# No Parade in HD on HGTV?



## coldmiser (Mar 10, 2007)

My wife is on my case again. She can't find any of our HD channels that will be carrying the Thanksgiving parade in HD. 

I'm kind of suprised that HGTV HD isn't carrying it.


----------



## mattopia (Oct 30, 2007)

I'm no expert, but aren't the networks usually the ones airing the parades? You'll probably need to get it OTA if you don't have HD locals.


----------



## GrumpyBear (Feb 1, 2006)

coldmiser said:


> My wife is on my case again. She can't find any of our HD channels that will be carrying the Thanksgiving parade in HD.
> 
> I'm kind of suprised that HGTV HD isn't carrying it.


The Macy parade is on NBC, and CBS has there own Parade.


----------



## DBS Commando (Apr 7, 2006)

GrumpyBear said:


> The Macy parade is on NBC, and CBS has there own Parade.


I was wondering why CBS had a parade on at the same time. I guess they want to raise some competition.


----------



## coldmiser (Mar 10, 2007)

DOH! She was thinking of the Rose parade. 

I should have questioned her a little more before posting. 

Sorry!


----------



## DBS Commando (Apr 7, 2006)

coldmiser said:


> DOH! She was thinking of the Rose parade.
> 
> I should have questioned her a little more before posting.
> 
> Sorry!


Yea, thats on New Years Day  (I think)


----------



## razorbackfan (Aug 18, 2002)

Macy's Thanksgiving Day Parade - NBC 9am

Macy's Thanksgiving Day Parade celebrates its 80th Anniversary! First time parade host Meredith Vieira joins veteran Matt Lauer for this spectacular, annual celebration. 

Houston, Texas Thanksgiving Day Parade - KHOU, Ch. 11, at 9 a.m.

6abc Boscov's Thanksgiving Day Parade - WPVI-TV, channel 6, at 8:30 in HD . Hosted by Cecily Tynan and Dave Roberts along with Action News' morning team.

Thanksgiving Day Parade CBS 9am
The 47th annual holiday telecast from New York City is anchored by Hannah Storm and Dave Price.


----------



## normang (Nov 14, 2002)

• Brief 1: Please retype the part of the forum thread starting at "6abc Boscov's Thanksgiving" and ending at "and Dave Price.".
The forum thread and the rows have no connection to each other.

• Data section:
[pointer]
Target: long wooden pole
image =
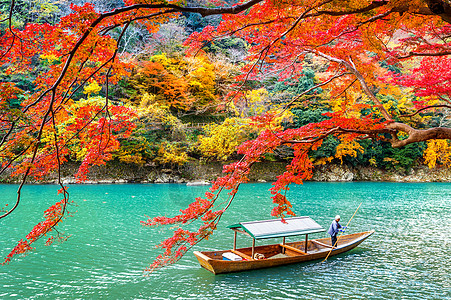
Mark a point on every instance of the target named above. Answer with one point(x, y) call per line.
point(333, 246)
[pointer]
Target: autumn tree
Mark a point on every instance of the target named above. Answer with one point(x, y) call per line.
point(354, 40)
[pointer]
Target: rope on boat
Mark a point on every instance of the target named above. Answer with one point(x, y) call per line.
point(333, 246)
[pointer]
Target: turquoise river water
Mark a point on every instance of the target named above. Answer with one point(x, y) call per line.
point(407, 258)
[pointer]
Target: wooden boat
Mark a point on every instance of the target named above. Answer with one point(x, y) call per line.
point(257, 257)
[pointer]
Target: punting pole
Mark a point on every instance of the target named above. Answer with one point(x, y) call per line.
point(333, 246)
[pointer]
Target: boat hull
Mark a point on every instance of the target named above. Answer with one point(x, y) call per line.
point(278, 255)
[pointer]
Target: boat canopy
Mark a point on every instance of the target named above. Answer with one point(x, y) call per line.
point(278, 228)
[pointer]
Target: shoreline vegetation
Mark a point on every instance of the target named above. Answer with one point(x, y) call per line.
point(202, 173)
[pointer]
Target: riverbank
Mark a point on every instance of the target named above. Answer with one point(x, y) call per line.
point(197, 172)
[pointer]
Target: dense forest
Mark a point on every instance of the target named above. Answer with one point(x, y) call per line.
point(186, 106)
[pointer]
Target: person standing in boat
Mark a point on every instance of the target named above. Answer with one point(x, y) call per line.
point(333, 230)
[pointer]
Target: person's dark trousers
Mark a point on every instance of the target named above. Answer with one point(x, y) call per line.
point(333, 238)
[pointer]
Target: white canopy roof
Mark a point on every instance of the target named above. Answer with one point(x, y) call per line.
point(278, 228)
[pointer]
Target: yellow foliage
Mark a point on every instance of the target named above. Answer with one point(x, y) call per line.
point(171, 153)
point(149, 108)
point(162, 59)
point(373, 162)
point(437, 151)
point(221, 140)
point(348, 147)
point(92, 88)
point(323, 160)
point(49, 57)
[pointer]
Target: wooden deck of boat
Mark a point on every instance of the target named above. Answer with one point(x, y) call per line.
point(278, 254)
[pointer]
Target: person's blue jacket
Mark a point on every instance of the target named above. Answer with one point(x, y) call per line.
point(333, 229)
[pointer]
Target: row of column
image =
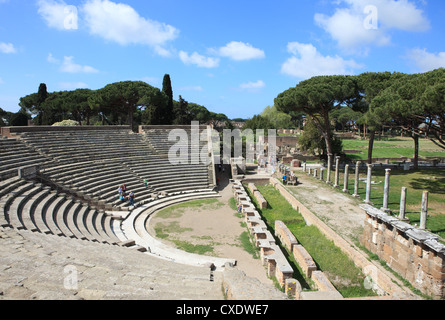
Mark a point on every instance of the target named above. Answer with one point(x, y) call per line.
point(385, 207)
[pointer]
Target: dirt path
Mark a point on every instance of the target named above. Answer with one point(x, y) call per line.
point(216, 226)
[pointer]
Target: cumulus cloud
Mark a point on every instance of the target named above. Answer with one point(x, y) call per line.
point(115, 22)
point(198, 60)
point(191, 88)
point(72, 85)
point(252, 86)
point(53, 12)
point(367, 22)
point(69, 66)
point(7, 48)
point(120, 23)
point(240, 51)
point(426, 61)
point(307, 62)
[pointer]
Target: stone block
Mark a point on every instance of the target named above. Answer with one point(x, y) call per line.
point(293, 288)
point(304, 260)
point(322, 282)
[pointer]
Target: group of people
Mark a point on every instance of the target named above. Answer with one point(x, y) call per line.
point(122, 190)
point(287, 179)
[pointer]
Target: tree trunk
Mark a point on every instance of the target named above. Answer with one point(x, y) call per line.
point(371, 145)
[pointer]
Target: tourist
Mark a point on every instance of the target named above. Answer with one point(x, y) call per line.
point(119, 190)
point(131, 197)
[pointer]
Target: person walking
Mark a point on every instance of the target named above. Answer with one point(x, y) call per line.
point(131, 197)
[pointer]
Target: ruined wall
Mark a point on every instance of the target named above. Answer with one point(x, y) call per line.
point(413, 253)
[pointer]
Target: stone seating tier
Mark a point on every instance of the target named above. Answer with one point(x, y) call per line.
point(31, 206)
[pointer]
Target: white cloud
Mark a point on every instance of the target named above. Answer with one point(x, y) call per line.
point(68, 65)
point(116, 22)
point(7, 48)
point(252, 86)
point(191, 88)
point(72, 85)
point(307, 62)
point(240, 51)
point(426, 61)
point(120, 23)
point(349, 26)
point(198, 60)
point(51, 59)
point(53, 12)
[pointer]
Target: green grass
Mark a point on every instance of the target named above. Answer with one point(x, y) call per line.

• Brief 2: Pull out every line of the rows above that contains the string "stone", treating uppercase and lowercase as different.

• Answer 1:
6abc Boscov's Thanksgiving Day Parade - WPVI-TV, channel 6, at 8:30 in HD . Hosted by Cecily Tynan and Dave Roberts along with Action News' morning team.

Thanksgiving Day Parade CBS 9am
The 47th annual holiday telecast from New York City is anchored by Hannah Storm and Dave Price.

• Answer 2:
Target: stone block
Target: stone seating tier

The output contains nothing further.